▸ DIRECTIONS FOR THIS TASK: Copy the passage of the diabetic retinopathy abstract below word for word, from "Conclusions : The" to "May 3, 2018.".

▸ EXCERPT TO READ:
= = = = =

Purpose : Diabetic retinopathy severity is evaluated using color fundus photographs (FP) employing the Early Treatment Diabetic Retinopathy Severity (ETDRS) scale. Optical Coherence Tomography Angiography (OCTA) is a recently developed imaging technique that generates volumetric angiography including an enface view of the retinal vascular plexus. Our goal was to assess the correlation between automatically generated vascular density from OCTA and ETDRS severity from FP in eyes with diabetic retinopathy.

Methods : OCTA images (Optovue) of eyes with diabetic retinopathy were captured using the 6x6 scan protocol. Vascular density was generated in the fovea, parafovea and perifoveal regions using the superficial layer segmentation. OCTA quality assessment was performed to assess reliability of the vascular density measurements. Two step grading with adjudication on modified 7 field or 4 wide color fundus images were analyzed for ETDRS severity.

Results : OCTA and FP were collected on 49 eyes of 34 participants. Twenty (41%) of the OCTA scans were ungradable for vascular density. Of the 29 eyes with acceptable vascular density quality, the mean vascular density was 20.26 in the fovea, 43.38 in the parafovea and 44.06 in the perifovea region. The corresponding color photographs had 8 (28%) in the mild-moderate non proliferative diabetic retinopathy (NPDR) category, 19 (65%) in moderately severe to severe NPDR category and 2 (7%) with proliferative DR. The mean foveal vascular density in eyes with mild-moderate NPDR was 21.29 (SD8.73), moderately severe – severe NPDR was 20.39 (SD5.86) and PDR 14.9 (SD12.87). The corresponding values for parafoveal vascular density was 45.36 (SD7.39), 43.26 (SD5.34) and 36.55 (SD7.99) respectively. Mean perifoveal vascular density was 46.92 (SD4.29), 43.18 (SD4.69) and 40.95(SD7.43) respectively in three categories of DR severity.

Conclusions : The quality of OCTA image collection is critical in exploring the utility of OCTA in clinical trial outcome analysis. Vascular density is significantly different between eyes with NPDR and PDR. There is a trend towards a drop in vascular density in eyes with NPDR with worsening severity. Large scale trials are needed to identify the potential role of vascular density in predicting DR progression.

This is an abstract that was submitted for the 2018 ARVO Annual Meeting, held in Honolulu, Hawaii, April 29 - May 3, 2018.

= = = = =

▸ INFORMATION SHOWN:

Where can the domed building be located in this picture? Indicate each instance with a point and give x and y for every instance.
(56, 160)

= = = = =

▸ EXERCISE SOLUTION:
Conclusions : The quality of OCTA image collection is critical in exploring the utility of OCTA in clinical trial outcome analysis. Vascular density is significantly different between eyes with NPDR and PDR. There is a trend towards a drop in vascular density in eyes with NPDR with worsening severity. Large scale trials are needed to identify the potential role of vascular density in predicting DR progression.

This is an abstract that was submitted for the 2018 ARVO Annual Meeting, held in Honolulu, Hawaii, April 29 - May 3, 2018.